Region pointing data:
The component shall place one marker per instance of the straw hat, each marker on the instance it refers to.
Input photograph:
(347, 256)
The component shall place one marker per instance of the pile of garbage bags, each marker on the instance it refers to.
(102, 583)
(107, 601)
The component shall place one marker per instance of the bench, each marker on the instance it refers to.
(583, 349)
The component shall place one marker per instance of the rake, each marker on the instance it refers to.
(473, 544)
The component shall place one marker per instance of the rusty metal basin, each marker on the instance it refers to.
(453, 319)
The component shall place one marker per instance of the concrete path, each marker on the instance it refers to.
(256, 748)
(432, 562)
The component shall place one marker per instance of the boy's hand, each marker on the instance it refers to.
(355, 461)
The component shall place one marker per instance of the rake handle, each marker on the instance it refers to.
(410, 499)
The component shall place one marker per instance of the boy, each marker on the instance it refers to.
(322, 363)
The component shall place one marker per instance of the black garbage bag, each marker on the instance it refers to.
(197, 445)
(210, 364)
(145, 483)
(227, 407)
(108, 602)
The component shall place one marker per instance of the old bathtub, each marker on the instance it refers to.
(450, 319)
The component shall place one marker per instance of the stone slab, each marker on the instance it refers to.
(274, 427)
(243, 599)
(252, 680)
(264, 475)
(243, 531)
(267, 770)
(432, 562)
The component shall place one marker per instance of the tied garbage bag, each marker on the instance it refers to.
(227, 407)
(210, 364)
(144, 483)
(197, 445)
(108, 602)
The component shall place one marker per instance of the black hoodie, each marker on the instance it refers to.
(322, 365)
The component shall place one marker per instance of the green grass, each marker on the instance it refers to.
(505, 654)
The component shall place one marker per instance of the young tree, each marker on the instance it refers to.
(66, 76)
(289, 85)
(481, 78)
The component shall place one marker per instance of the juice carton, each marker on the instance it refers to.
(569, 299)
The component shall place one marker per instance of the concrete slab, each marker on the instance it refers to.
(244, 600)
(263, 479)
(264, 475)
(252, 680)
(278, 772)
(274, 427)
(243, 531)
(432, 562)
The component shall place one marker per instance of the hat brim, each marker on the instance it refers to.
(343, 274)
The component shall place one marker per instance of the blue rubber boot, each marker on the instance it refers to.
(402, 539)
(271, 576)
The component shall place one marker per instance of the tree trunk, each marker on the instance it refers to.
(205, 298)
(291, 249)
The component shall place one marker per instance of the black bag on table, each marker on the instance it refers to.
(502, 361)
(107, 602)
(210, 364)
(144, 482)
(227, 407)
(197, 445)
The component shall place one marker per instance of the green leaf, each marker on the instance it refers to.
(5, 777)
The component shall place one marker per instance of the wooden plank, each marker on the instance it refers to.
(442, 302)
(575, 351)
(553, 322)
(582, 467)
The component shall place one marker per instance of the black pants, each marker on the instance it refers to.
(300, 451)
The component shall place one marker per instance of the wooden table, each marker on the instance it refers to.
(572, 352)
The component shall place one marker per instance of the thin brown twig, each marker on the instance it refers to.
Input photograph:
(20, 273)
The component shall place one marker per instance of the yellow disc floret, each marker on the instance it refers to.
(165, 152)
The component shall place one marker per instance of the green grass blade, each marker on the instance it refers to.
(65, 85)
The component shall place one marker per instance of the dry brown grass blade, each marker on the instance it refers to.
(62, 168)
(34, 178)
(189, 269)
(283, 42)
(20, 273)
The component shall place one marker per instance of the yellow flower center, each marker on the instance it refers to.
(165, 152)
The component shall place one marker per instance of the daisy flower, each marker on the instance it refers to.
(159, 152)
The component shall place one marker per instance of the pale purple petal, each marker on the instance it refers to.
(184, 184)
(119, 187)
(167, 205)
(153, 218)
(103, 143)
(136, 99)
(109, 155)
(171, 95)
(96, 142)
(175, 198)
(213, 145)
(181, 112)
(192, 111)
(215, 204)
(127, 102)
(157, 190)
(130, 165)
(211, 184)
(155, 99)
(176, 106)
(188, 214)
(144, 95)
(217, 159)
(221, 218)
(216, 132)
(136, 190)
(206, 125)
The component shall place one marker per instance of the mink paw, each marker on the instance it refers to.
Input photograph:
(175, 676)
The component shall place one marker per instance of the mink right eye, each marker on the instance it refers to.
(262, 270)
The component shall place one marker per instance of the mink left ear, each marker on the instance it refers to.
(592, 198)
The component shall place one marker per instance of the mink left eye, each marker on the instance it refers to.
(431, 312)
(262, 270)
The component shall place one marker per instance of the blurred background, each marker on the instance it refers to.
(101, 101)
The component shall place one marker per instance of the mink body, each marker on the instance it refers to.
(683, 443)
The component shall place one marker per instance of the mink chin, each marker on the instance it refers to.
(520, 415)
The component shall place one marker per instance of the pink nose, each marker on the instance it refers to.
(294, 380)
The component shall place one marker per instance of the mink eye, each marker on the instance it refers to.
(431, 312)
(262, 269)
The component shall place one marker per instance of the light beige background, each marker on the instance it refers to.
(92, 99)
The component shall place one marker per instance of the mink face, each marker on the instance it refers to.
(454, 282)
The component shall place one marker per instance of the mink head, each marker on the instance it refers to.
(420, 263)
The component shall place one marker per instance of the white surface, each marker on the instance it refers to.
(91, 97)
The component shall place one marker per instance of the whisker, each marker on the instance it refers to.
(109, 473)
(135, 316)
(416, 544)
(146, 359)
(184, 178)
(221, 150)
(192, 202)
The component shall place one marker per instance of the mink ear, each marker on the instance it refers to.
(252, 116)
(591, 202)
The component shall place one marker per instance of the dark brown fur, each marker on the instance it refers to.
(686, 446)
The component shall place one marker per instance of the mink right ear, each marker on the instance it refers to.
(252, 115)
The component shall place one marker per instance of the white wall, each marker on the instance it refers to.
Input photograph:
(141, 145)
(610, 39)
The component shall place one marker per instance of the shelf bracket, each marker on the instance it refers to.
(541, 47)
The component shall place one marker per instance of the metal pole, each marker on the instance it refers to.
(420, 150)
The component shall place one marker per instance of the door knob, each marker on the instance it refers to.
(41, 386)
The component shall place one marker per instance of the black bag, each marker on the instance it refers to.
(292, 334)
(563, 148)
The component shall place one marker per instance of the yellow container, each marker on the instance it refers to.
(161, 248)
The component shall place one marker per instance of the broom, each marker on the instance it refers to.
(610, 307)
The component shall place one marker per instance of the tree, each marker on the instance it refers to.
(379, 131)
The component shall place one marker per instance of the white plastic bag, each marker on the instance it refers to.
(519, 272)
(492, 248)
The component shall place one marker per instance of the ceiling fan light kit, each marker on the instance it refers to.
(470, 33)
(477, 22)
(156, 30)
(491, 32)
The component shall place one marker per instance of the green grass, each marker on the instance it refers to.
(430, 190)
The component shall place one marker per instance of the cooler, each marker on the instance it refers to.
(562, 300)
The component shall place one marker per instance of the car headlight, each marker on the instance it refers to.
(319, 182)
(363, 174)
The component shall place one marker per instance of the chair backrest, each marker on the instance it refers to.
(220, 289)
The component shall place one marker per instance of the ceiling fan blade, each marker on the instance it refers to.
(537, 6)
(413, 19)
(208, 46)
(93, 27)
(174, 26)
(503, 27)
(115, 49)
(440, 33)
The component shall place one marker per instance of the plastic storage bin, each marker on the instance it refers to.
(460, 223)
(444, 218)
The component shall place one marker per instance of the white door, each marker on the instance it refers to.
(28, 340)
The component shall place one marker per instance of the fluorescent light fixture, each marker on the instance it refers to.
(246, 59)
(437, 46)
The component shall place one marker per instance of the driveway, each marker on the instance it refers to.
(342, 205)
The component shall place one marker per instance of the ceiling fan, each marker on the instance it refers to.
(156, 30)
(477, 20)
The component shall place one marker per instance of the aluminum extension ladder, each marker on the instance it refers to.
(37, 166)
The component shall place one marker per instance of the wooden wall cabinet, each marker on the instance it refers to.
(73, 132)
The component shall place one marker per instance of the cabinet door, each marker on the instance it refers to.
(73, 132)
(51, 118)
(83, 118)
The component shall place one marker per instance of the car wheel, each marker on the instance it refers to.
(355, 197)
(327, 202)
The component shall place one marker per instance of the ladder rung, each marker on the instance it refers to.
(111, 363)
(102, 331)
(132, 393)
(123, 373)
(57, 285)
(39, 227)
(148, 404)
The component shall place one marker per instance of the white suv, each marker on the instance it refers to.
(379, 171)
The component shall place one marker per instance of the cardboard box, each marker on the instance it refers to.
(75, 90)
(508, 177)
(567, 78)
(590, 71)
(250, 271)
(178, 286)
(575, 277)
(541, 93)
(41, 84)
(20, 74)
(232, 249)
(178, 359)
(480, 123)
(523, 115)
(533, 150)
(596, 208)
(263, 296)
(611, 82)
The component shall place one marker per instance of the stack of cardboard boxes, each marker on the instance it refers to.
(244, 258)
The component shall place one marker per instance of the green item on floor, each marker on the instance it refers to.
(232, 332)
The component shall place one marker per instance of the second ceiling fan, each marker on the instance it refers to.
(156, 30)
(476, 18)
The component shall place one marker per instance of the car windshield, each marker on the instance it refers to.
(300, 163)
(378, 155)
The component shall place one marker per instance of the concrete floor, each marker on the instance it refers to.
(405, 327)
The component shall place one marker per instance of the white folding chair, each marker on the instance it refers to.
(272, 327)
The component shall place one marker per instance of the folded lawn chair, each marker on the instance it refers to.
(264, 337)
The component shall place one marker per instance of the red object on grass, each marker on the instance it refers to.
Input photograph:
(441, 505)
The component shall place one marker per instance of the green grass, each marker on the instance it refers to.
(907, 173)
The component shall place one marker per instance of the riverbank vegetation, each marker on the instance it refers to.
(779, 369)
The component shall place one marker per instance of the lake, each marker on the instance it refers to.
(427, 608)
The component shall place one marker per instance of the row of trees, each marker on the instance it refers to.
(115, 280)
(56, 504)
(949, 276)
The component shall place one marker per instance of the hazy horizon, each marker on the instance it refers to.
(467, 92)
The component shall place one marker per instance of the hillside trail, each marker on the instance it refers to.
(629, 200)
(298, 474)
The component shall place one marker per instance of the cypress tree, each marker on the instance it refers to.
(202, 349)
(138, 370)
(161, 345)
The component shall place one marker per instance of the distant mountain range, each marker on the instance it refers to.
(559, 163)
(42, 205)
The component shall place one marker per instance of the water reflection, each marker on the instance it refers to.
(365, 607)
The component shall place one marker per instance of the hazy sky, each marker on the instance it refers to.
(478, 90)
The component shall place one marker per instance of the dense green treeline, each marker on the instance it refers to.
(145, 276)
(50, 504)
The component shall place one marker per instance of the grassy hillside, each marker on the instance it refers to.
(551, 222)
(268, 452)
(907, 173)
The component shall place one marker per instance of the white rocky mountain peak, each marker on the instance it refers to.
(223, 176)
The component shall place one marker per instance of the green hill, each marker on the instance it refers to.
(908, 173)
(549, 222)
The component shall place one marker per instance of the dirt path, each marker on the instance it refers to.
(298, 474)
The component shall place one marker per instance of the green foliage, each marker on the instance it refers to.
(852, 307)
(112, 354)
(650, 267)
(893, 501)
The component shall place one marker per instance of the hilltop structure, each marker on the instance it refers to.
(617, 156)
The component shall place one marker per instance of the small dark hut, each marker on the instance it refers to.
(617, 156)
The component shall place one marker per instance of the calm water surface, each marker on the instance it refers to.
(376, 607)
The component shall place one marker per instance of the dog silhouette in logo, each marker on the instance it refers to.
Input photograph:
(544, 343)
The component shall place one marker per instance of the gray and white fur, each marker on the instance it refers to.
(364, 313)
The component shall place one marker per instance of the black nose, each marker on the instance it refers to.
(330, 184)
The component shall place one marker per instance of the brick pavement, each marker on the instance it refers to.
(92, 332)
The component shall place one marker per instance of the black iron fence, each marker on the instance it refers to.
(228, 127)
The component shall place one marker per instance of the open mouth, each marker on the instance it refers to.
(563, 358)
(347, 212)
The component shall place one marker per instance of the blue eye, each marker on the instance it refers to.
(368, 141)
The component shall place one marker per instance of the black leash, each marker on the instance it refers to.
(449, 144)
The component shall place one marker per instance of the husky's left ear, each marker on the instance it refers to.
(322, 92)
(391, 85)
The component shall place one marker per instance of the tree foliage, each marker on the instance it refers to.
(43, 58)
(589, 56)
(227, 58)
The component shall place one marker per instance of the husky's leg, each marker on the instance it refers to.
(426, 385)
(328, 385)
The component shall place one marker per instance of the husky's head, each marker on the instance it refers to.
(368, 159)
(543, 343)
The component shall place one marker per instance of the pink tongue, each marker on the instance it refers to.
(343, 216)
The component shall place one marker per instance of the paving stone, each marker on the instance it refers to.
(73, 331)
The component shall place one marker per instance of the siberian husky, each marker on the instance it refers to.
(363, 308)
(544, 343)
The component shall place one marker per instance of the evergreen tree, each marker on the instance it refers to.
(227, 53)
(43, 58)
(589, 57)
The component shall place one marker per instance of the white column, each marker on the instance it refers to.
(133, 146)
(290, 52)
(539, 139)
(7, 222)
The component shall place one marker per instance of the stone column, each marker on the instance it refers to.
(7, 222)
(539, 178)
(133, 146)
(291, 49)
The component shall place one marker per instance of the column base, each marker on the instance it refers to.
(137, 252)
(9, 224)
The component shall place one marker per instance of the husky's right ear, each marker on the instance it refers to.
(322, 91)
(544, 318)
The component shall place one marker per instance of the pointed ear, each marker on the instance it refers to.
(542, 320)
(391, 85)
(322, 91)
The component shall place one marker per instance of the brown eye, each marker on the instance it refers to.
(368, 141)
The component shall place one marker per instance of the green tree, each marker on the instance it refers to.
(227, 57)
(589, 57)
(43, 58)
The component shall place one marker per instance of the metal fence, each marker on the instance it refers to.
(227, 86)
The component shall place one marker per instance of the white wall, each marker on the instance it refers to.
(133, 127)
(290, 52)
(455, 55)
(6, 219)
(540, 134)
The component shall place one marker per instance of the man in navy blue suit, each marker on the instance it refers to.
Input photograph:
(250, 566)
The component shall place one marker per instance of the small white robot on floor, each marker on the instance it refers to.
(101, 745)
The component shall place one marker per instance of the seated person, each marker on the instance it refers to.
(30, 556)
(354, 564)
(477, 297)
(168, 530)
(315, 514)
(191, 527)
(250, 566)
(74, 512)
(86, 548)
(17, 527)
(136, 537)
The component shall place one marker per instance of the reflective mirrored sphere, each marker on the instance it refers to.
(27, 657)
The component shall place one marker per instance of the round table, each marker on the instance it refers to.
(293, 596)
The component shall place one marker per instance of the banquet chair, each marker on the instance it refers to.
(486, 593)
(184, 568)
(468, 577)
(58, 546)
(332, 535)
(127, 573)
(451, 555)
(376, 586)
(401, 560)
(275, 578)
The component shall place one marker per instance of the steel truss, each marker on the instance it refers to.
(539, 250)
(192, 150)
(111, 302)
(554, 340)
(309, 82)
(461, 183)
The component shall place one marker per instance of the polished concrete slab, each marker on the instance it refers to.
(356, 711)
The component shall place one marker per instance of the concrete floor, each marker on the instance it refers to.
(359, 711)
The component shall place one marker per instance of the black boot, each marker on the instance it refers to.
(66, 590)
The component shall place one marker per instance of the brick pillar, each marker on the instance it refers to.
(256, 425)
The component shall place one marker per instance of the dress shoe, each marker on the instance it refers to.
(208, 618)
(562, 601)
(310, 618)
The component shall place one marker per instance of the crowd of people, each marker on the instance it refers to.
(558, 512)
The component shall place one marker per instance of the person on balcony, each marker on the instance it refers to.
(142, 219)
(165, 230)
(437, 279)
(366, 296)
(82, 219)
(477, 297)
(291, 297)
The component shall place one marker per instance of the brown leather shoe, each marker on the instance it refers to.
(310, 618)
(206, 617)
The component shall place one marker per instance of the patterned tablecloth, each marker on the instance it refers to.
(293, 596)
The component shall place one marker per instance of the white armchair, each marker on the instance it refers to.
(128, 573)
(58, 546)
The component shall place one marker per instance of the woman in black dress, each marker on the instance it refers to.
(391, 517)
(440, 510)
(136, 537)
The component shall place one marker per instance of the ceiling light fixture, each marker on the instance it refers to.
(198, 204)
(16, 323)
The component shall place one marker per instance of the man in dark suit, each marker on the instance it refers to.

● **What you should do**: From the data, collect all lines where the string "suit" appears.

● **Finished task**:
The component shall place one marker per instance of the man in navy blue suit, each marker on the instance it refers to.
The component shall place one marker per instance of the man in dark suit, each marker on the instance it refers to.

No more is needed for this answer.